> [Your instructions]: Set down the following lines verbatim, starting at the line containing "of the exhaust" and ending at the line containing "Target: exhaust outlet".

> [Recorded information]:
☆ ☆ ☆ ☆

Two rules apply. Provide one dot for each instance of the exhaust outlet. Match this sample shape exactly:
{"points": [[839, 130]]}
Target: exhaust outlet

☆ ☆ ☆ ☆

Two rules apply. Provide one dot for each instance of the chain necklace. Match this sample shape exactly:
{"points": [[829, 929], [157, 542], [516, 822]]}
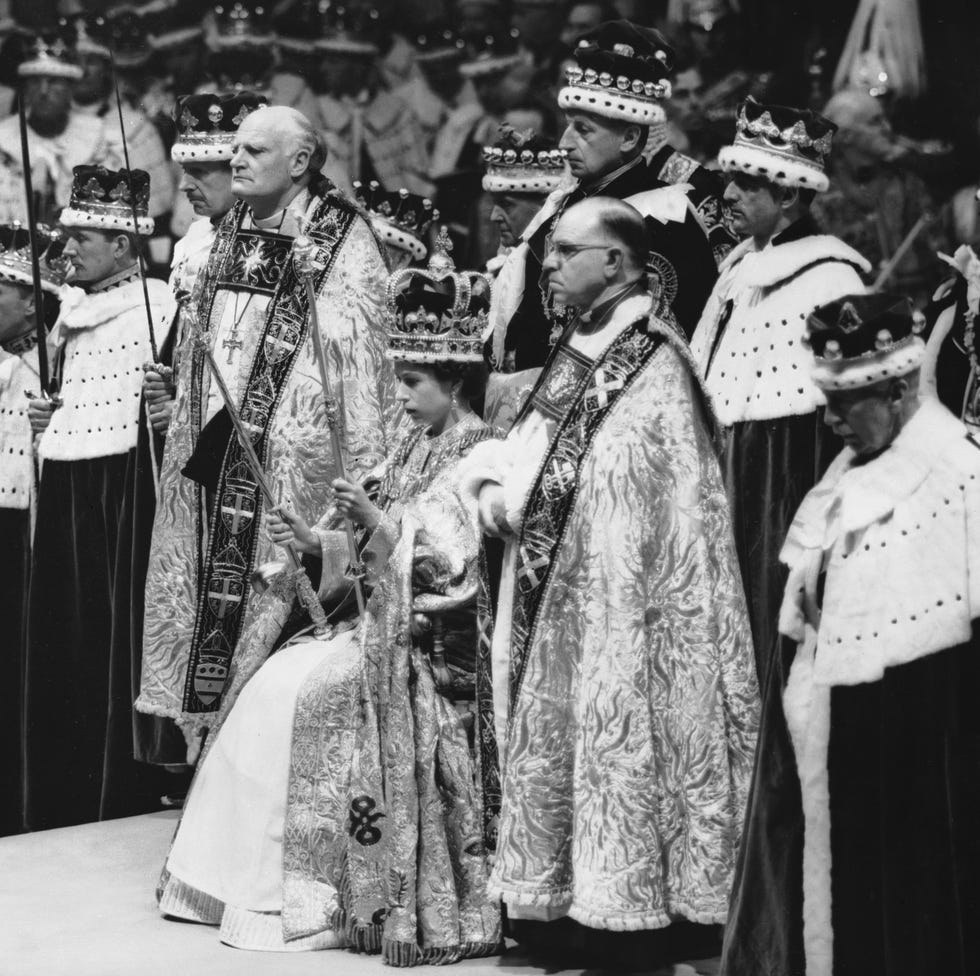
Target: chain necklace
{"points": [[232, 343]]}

☆ ☆ ☆ ☆

> [Response to the task]:
Two rules apply. Provide one dot for each instance of the exhaust outlet. Match this sample shape exactly:
{"points": [[839, 130]]}
Target: exhaust outlet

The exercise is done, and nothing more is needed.